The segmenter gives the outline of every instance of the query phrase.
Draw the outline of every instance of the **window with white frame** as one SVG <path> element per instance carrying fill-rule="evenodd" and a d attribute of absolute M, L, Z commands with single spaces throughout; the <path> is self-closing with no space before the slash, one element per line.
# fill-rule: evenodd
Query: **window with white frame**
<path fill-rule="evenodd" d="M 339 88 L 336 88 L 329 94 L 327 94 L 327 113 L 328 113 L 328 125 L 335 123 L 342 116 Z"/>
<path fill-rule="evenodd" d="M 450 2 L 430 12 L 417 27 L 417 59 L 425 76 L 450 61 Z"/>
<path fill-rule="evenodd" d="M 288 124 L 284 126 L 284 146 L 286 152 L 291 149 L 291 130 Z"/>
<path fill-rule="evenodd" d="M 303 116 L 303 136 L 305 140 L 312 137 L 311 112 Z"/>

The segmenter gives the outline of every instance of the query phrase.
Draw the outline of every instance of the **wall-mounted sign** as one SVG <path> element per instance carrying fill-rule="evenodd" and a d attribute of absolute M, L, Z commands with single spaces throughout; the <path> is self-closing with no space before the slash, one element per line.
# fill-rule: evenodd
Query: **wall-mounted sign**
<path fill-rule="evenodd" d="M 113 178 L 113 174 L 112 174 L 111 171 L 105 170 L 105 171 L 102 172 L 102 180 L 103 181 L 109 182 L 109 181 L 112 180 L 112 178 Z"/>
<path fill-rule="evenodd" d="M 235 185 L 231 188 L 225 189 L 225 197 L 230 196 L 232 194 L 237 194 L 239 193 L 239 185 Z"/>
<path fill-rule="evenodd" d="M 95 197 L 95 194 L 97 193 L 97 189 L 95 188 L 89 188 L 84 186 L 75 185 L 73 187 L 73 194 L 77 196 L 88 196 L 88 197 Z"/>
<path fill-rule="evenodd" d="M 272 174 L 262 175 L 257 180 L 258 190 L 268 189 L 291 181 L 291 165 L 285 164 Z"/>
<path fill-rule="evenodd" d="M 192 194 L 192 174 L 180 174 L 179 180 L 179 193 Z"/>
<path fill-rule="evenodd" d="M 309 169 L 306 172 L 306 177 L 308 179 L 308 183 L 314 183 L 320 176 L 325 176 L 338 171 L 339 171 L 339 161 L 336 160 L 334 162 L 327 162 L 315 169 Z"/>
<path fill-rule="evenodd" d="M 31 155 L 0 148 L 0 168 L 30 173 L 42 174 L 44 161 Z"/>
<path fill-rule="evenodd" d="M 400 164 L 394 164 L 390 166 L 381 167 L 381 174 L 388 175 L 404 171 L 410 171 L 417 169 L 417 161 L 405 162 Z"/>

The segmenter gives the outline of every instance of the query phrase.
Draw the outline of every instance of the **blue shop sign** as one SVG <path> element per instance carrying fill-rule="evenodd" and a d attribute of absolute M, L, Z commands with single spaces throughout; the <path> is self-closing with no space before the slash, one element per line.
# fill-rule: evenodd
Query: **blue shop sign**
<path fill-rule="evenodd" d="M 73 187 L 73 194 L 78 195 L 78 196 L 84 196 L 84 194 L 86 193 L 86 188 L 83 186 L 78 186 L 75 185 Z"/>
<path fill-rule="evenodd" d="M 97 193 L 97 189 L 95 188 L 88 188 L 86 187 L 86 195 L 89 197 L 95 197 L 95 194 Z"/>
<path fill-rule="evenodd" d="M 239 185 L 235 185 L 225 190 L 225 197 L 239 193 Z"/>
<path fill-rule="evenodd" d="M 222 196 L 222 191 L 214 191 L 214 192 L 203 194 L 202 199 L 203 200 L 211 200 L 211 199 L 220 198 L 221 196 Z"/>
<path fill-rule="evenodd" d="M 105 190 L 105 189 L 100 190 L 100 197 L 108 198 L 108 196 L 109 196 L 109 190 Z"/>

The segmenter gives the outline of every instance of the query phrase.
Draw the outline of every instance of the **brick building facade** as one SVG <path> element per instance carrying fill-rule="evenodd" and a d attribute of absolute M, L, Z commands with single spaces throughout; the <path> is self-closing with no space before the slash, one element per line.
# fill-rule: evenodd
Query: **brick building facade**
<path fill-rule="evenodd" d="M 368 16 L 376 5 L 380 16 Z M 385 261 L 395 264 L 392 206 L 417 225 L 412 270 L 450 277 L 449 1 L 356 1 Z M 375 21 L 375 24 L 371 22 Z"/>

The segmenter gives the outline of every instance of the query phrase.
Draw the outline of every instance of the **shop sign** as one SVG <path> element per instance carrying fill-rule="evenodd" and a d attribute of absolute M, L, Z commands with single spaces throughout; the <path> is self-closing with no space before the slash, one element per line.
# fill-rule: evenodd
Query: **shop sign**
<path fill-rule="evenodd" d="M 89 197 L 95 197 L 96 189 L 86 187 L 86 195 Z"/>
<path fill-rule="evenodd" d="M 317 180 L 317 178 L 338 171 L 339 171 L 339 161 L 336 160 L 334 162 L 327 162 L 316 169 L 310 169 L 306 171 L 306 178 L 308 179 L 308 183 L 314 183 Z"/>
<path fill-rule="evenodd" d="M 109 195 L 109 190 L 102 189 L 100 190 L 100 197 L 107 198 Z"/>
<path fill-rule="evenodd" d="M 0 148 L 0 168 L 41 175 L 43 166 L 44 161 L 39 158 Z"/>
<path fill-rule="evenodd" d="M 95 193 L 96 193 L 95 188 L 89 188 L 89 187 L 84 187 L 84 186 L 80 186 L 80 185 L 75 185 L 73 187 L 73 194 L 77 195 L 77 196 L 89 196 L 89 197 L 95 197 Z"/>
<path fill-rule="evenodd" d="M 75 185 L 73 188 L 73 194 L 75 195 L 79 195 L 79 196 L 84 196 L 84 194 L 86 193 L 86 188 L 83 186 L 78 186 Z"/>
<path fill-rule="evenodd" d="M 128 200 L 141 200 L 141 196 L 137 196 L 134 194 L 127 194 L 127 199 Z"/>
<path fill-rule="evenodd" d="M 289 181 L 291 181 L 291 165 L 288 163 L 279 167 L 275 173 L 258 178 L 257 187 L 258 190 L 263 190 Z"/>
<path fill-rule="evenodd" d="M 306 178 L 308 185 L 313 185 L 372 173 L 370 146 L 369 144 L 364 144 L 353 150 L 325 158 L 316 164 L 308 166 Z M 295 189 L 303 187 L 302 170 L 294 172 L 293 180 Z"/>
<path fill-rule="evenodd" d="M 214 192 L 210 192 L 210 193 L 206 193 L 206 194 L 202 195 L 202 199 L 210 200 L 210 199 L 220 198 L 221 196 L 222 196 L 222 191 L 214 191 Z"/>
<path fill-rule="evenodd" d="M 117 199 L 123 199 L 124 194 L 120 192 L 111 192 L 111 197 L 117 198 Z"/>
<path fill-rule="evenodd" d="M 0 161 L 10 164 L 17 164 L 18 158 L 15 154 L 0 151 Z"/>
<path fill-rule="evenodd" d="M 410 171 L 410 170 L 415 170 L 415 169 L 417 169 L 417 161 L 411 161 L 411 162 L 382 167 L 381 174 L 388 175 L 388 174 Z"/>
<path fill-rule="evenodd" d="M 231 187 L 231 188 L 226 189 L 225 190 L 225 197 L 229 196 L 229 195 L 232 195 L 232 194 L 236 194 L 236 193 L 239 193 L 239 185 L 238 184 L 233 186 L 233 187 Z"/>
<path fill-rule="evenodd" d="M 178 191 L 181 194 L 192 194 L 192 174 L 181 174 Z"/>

## WORK TASK:
Look through the records for the word "slash". Every line that has it should be copied.

## TASK ANSWER:
Draw the outline of every instance of the **window with white frame** as one SVG <path> element per instance carrying fill-rule="evenodd" and a d attribute of absolute M, L, Z commands with single spaces throughout; the <path> is self-closing with no space before the slash, one element per line.
Draw the outline of every instance of the **wall-mounted sign** as one SVG <path> element per instance carrying fill-rule="evenodd" and a d attribute of absolute M, L, Z commands with single spaces throughout; the <path> is self-closing with no space before the slash, one element per line.
Draw the outline of every instance of the **blue shop sign** as one SVG <path> element per instance carrying fill-rule="evenodd" and a d attribute of absolute M, L, Z commands with single spaces throughout; the <path> is self-closing with no space before the slash, one element per line.
Draw the outline of every instance of the **brick building facade** as one SVG <path> element per instance carrying fill-rule="evenodd" and a d attribute of absolute M, L, Z commands with single spaces throughout; the <path> is self-closing with no space before the slash, one element per line.
Draw the outline of every instance of the **shop sign** as one SVG <path> element per instance carrying fill-rule="evenodd" and a d attribute of absolute M, L, Z commands with single spaces throughout; the <path> is self-closing with no space before the slash, one element per line.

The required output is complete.